Task statement:
Repeat the listing in full, word for word.

Stored items from a collection
★ ★ ★ ★ ★ ★ ★

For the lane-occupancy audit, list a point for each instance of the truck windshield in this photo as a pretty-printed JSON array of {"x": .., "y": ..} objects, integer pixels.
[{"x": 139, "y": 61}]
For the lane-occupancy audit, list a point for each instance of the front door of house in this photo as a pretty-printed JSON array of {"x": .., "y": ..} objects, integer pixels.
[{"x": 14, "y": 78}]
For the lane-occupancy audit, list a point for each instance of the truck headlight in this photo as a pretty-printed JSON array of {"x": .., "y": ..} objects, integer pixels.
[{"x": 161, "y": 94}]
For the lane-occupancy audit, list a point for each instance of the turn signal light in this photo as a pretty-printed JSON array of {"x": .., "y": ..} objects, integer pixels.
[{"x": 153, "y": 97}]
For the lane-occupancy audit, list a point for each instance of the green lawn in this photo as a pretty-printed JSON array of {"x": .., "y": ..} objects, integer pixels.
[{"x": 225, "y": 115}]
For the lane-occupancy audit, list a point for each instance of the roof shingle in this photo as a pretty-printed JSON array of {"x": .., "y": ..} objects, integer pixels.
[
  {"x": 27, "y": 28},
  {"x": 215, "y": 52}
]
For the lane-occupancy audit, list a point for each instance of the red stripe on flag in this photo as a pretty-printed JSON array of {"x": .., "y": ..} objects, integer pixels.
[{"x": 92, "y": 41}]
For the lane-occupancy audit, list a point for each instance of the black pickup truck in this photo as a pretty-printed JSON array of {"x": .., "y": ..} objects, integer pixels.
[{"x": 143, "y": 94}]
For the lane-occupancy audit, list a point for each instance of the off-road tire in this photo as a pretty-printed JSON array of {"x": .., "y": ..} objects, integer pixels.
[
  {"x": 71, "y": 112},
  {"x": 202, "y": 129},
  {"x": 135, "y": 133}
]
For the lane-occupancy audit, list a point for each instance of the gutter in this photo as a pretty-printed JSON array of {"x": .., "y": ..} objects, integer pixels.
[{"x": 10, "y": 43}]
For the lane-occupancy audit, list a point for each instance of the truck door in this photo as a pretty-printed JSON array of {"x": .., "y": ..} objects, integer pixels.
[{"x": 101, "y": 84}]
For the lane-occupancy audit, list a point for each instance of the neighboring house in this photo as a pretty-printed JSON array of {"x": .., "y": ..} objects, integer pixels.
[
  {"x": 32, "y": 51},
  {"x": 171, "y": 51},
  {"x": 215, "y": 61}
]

★ ★ ★ ★ ★ ★ ★

Answer to this problem:
For the lane-occupancy audit, list a point for each instance of the truck windshield in this photo as a pretty-printed JSON array of {"x": .., "y": ..} objects, integer pixels.
[{"x": 139, "y": 61}]
For the lane-occupancy audit, list a point for each instance of the front door of house in this photo as a pretty-printed JSON array of {"x": .., "y": ..} objects, integer pixels.
[{"x": 14, "y": 78}]
For the lane-occupancy audit, list a point for each instance of the truck headlight in this photo as a pretty-printed JSON array of {"x": .., "y": ..} objects, integer pixels.
[{"x": 161, "y": 94}]
For the lane-occupancy audit, list a point for each instance of the turn signal light in this photo as a pretty-printed JSON array of {"x": .., "y": ..} objects, integer pixels.
[{"x": 153, "y": 97}]
For the lane-occupancy audit, list a point for each instance of the green lawn in this photo as a pretty-printed JSON array of {"x": .., "y": ..} objects, integer pixels.
[{"x": 225, "y": 115}]
For the lane-occupancy audit, list a point for each instance of the roof shingle in this photo as a pretty-printed JSON array of {"x": .., "y": ..} objects, integer pixels.
[
  {"x": 27, "y": 28},
  {"x": 215, "y": 52}
]
For the lane-occupancy audit, list a point for each instance of the red stripe on flag in this photo as a pretty-printed JSON array of {"x": .., "y": ..} objects, integer pixels.
[{"x": 92, "y": 41}]
For the lane-occupancy audit, list a point for each instance of the black pickup truck in this photo as a pretty-printed JSON array of {"x": .., "y": ..} objects, integer pixels.
[{"x": 143, "y": 94}]
For the lane-occupancy audit, list a point for each instance of the off-road tire in this photo as a pretty-printed JSON array of {"x": .., "y": ..} objects, integer pixels.
[
  {"x": 71, "y": 112},
  {"x": 202, "y": 129},
  {"x": 135, "y": 133}
]
For the lane-occupancy audit, list a point for each instance of the gutter in this photo as a pretty-printed JSON array of {"x": .., "y": ..} objects, integer pixels.
[{"x": 10, "y": 43}]
For the lane-occupancy audit, list a point for each instance of the truck door in this photo as a pretty-printed JSON array of {"x": .., "y": ..} objects, integer pixels.
[{"x": 101, "y": 84}]
For the lane-occupancy audit, list a point for each instance of the neighboring house in this photo as a pretty-printed JSON array of {"x": .., "y": ..} objects, integer pixels.
[
  {"x": 32, "y": 51},
  {"x": 171, "y": 51},
  {"x": 215, "y": 61}
]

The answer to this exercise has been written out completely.